DESCRIPTION OF THE TASK:
Copy out every line of the records below, character for character, leaving the pictures out.

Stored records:
===============

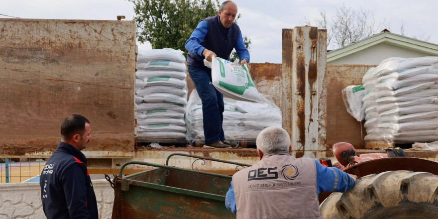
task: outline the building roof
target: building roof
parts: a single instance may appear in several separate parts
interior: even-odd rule
[[[432,56],[438,56],[438,45],[392,33],[385,29],[359,41],[330,51],[327,53],[327,62],[335,60],[384,43],[430,54]]]

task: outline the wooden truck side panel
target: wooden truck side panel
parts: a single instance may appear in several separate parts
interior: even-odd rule
[[[0,19],[0,156],[49,154],[77,113],[87,157],[132,157],[135,53],[133,21]]]

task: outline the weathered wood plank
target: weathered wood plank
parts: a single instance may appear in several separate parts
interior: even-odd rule
[[[86,155],[133,156],[133,21],[0,19],[0,155],[47,155],[78,113]]]

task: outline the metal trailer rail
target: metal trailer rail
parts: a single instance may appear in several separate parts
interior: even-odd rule
[[[123,176],[129,165],[156,168]],[[231,180],[225,175],[128,162],[114,179],[112,218],[234,219],[225,207]]]

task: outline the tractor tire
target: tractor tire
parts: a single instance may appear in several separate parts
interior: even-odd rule
[[[438,176],[398,170],[365,176],[321,203],[322,219],[438,218]]]

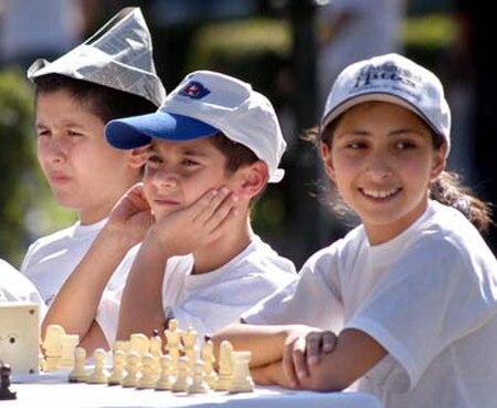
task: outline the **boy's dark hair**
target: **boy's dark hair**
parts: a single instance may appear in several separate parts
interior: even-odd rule
[[[243,166],[251,165],[260,160],[255,153],[248,147],[242,145],[241,143],[231,140],[222,133],[213,135],[211,140],[214,147],[216,147],[226,158],[225,170],[228,172],[234,172]],[[255,203],[255,201],[257,201],[264,190],[265,188],[257,196],[251,199],[251,207]]]
[[[322,142],[331,147],[335,129],[340,117],[341,115],[334,119],[325,129],[315,127],[307,130],[304,138],[314,143],[315,146],[319,146]],[[431,128],[430,130],[432,133],[433,147],[435,149],[441,148],[446,143],[445,139]],[[337,199],[336,196],[338,193],[334,193],[335,199]],[[477,198],[469,187],[463,185],[461,175],[454,171],[442,171],[430,186],[430,198],[461,211],[480,232],[487,232],[490,224],[494,224],[491,205]],[[334,200],[331,205],[339,215],[346,215],[345,208],[348,208],[348,206],[343,200]]]
[[[34,80],[34,84],[36,96],[42,93],[67,91],[77,104],[86,107],[104,123],[157,111],[157,106],[142,96],[61,74],[39,76]]]

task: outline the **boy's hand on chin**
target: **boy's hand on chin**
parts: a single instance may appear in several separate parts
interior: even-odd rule
[[[149,234],[170,255],[191,253],[226,233],[236,202],[237,197],[226,187],[211,189],[192,205],[158,220]]]
[[[145,198],[144,186],[139,182],[117,201],[105,228],[136,244],[144,239],[152,223],[154,216]]]

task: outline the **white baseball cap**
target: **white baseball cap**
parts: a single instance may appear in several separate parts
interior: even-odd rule
[[[378,55],[341,71],[326,101],[321,128],[368,101],[390,102],[414,112],[451,146],[451,109],[442,83],[431,71],[405,56]]]
[[[166,90],[154,64],[150,31],[141,10],[120,10],[83,44],[49,62],[34,61],[28,79],[61,74],[135,94],[160,106]]]
[[[271,102],[251,84],[212,71],[187,75],[152,114],[114,119],[105,126],[107,142],[120,149],[151,138],[191,140],[223,133],[250,148],[269,168],[269,182],[278,182],[286,148]]]

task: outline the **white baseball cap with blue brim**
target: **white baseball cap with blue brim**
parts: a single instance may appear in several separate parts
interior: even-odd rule
[[[390,53],[343,69],[326,101],[321,129],[352,106],[369,101],[390,102],[414,112],[451,146],[451,109],[442,83],[412,60]]]
[[[222,133],[250,148],[278,182],[286,149],[271,102],[251,84],[213,71],[195,71],[152,114],[114,119],[105,126],[107,142],[120,149],[148,145],[152,138],[192,140]]]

===============

ANSWER TO THE TASK:
task: outline the building roof
target: building roof
parts: a single instance may appear in several separate parts
interior: even-odd rule
[[[432,56],[438,56],[438,45],[392,33],[385,29],[359,41],[330,51],[327,53],[327,62],[335,60],[384,43],[430,54]]]

task: outline the wooden truck side panel
target: wooden truck side panel
parts: a single instance may appear in several separate parts
interior: even-odd rule
[[[0,19],[0,156],[49,154],[77,113],[87,157],[132,157],[135,53],[133,21]]]

task: outline the weathered wood plank
target: weathered wood plank
parts: a single instance may appear in several separate parts
interior: even-odd rule
[[[86,155],[133,156],[133,21],[0,19],[0,155],[47,155],[78,113]]]

task: outline the metal trailer rail
target: metal trailer rail
parts: a single instance may appear in several separate parts
interior: even-odd rule
[[[123,176],[129,165],[156,168]],[[231,180],[225,175],[128,162],[114,179],[112,218],[234,219],[225,207]]]

task: outline the tractor tire
target: tractor tire
parts: a single instance may appear in several separate parts
interior: even-odd rule
[[[438,176],[398,170],[365,176],[321,203],[322,219],[438,218]]]

task: outline the **boy's dark hair**
target: **boy's dark hair**
parts: a single instance may appear in several separate parts
interior: even-odd rule
[[[243,166],[251,165],[260,160],[255,153],[248,147],[242,145],[241,143],[231,140],[222,133],[213,135],[211,140],[214,147],[216,147],[226,158],[225,170],[228,172],[234,172]],[[255,203],[255,201],[257,201],[264,190],[265,188],[257,196],[251,199],[251,207]]]
[[[322,142],[331,147],[335,129],[340,117],[341,115],[334,119],[325,129],[315,127],[307,130],[304,138],[314,143],[315,146],[319,146]],[[431,128],[430,130],[432,133],[433,147],[435,149],[441,148],[446,143],[445,139]],[[337,199],[336,196],[338,193],[334,193],[335,199]],[[477,198],[469,187],[463,185],[461,175],[454,171],[442,171],[430,186],[430,198],[461,211],[480,232],[487,232],[490,224],[494,224],[491,205]],[[334,200],[331,205],[339,215],[346,215],[345,208],[348,208],[348,206],[343,200]]]
[[[34,80],[34,84],[36,96],[42,93],[67,91],[77,104],[86,107],[104,123],[157,111],[157,106],[142,96],[61,74],[39,76]]]

task: outline the **boy's hand on chin**
target: **boy's hand on chin**
parts: a single instance may appear in several separate parts
interior: even-odd rule
[[[149,234],[170,255],[191,253],[226,233],[236,202],[237,197],[226,187],[211,189],[192,205],[158,220]]]
[[[145,198],[144,186],[139,182],[117,201],[105,228],[136,244],[144,239],[152,223],[154,216]]]

task: outline the **white baseball cap**
target: **white baseball cap**
parts: a single instance may appear in several separate parts
interior: even-odd rule
[[[378,55],[341,71],[326,101],[321,128],[368,101],[390,102],[414,112],[451,146],[451,109],[442,83],[431,71],[405,56]]]
[[[166,90],[154,64],[150,31],[141,10],[120,10],[83,44],[49,62],[34,61],[28,79],[61,74],[135,94],[160,106]]]
[[[271,102],[251,84],[212,71],[187,75],[152,114],[114,119],[105,126],[107,142],[120,149],[151,138],[191,140],[223,133],[250,148],[269,168],[269,182],[278,182],[286,148]]]

task: outline the **white baseball cap with blue brim**
target: **white baseball cap with blue brim**
parts: a single instance may appear in several separate parts
interior: even-odd rule
[[[390,53],[343,69],[326,101],[321,129],[352,106],[369,101],[390,102],[414,112],[451,146],[451,109],[442,83],[412,60]]]
[[[222,133],[250,148],[278,182],[286,149],[271,102],[251,84],[213,71],[195,71],[152,114],[114,119],[105,126],[107,142],[120,149],[148,145],[152,138],[192,140]]]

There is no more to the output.